Work instruction:
Working from the entries below, count every line that includes the word "target". Return the figure alone.

Dataset records:
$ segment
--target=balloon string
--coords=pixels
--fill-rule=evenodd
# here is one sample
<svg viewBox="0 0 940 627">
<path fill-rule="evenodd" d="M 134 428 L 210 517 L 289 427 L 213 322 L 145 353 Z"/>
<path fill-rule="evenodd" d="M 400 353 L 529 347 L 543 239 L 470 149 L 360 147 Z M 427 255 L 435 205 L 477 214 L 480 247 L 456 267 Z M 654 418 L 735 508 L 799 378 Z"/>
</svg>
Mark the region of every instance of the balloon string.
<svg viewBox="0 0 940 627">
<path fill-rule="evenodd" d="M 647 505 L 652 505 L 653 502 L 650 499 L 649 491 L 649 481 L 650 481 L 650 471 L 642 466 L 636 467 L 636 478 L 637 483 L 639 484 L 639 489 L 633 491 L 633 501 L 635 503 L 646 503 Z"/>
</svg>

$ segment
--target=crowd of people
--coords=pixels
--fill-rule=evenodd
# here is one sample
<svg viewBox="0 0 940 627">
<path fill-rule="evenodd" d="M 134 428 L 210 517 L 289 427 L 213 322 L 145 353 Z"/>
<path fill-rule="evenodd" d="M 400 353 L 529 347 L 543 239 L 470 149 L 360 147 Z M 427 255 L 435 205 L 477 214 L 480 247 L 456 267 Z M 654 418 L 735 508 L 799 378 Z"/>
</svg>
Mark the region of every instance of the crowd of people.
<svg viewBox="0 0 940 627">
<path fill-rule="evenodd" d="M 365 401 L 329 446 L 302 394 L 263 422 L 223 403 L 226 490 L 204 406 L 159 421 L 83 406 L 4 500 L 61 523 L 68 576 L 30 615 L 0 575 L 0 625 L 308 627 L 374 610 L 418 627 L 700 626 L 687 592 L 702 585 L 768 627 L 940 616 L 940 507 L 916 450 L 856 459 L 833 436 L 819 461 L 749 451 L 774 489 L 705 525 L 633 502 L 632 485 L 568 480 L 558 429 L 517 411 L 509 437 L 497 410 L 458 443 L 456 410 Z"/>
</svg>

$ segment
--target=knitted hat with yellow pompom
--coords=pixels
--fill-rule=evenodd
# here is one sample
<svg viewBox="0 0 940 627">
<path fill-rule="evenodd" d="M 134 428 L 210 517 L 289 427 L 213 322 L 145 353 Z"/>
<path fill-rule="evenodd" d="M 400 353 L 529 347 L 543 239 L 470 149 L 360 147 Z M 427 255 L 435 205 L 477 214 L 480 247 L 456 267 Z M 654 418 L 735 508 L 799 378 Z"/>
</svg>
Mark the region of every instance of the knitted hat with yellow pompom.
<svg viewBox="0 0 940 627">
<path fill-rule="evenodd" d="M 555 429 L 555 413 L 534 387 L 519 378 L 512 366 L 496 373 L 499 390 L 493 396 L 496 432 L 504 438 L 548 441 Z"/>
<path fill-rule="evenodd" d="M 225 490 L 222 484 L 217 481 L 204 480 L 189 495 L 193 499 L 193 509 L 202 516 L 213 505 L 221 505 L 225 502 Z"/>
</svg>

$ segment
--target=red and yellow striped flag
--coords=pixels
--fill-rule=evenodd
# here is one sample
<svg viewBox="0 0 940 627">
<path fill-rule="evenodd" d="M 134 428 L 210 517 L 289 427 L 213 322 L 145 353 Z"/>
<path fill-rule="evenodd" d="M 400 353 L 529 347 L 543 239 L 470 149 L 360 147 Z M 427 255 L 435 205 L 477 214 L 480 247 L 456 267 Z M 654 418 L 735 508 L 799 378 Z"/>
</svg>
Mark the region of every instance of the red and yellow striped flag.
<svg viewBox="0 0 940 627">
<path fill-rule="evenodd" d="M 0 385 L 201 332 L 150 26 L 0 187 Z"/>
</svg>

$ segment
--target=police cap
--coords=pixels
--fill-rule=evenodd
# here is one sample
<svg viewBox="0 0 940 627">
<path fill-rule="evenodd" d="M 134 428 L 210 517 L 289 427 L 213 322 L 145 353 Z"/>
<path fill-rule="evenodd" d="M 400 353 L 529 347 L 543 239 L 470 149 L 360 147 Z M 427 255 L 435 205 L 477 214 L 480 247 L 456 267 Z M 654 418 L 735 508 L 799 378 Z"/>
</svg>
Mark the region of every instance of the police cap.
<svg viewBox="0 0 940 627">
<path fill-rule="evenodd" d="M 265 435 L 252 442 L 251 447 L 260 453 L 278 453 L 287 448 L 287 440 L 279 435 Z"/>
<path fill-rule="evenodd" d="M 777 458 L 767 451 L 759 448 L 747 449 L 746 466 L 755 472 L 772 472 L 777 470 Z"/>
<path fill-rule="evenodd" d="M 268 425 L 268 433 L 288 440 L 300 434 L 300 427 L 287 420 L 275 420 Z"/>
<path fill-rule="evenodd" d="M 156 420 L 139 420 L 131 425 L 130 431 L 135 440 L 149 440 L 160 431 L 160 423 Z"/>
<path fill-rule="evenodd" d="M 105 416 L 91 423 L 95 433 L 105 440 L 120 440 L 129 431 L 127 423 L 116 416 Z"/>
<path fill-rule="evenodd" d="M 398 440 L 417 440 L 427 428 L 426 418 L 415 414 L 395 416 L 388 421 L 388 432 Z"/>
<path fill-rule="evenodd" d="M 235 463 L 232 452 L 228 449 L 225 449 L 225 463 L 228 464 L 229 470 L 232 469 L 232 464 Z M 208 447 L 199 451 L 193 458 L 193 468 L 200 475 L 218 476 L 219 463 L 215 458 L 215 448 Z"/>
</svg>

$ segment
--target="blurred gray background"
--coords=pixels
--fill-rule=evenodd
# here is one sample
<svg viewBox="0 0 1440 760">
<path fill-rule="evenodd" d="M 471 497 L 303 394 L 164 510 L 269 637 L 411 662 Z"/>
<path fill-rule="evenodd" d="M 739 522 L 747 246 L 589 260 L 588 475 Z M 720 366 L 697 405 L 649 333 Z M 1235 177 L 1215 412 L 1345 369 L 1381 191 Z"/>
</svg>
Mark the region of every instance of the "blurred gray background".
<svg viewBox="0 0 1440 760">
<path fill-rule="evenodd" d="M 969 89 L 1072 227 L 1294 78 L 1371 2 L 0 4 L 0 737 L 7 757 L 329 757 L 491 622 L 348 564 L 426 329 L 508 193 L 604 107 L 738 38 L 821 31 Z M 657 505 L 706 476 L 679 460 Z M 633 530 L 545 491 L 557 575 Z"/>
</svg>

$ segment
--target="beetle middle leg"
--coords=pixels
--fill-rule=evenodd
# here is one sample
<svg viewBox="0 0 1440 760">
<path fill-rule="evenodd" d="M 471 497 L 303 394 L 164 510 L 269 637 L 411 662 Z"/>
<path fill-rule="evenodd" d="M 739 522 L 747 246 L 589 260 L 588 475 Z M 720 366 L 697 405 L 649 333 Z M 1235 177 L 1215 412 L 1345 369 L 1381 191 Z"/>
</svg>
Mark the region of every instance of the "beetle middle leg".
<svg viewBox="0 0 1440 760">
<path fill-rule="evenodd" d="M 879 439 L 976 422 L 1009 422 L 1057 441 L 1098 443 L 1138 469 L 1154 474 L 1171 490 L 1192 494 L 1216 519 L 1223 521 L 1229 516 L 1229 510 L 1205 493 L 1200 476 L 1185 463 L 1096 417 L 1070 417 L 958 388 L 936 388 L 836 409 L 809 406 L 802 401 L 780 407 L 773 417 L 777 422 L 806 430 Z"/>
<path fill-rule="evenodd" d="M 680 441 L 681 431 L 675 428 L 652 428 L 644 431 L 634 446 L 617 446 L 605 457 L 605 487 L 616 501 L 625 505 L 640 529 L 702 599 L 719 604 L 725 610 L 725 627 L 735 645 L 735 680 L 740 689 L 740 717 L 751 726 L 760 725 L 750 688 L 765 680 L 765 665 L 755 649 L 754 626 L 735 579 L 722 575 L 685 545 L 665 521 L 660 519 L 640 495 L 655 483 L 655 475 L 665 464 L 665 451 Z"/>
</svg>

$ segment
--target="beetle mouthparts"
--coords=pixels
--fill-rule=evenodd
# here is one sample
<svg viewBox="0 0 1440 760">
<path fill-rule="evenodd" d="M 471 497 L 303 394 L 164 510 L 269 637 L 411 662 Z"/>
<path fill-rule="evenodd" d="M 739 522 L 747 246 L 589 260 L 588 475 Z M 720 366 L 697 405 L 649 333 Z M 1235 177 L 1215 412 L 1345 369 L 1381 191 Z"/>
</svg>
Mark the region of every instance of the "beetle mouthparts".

Result of the task:
8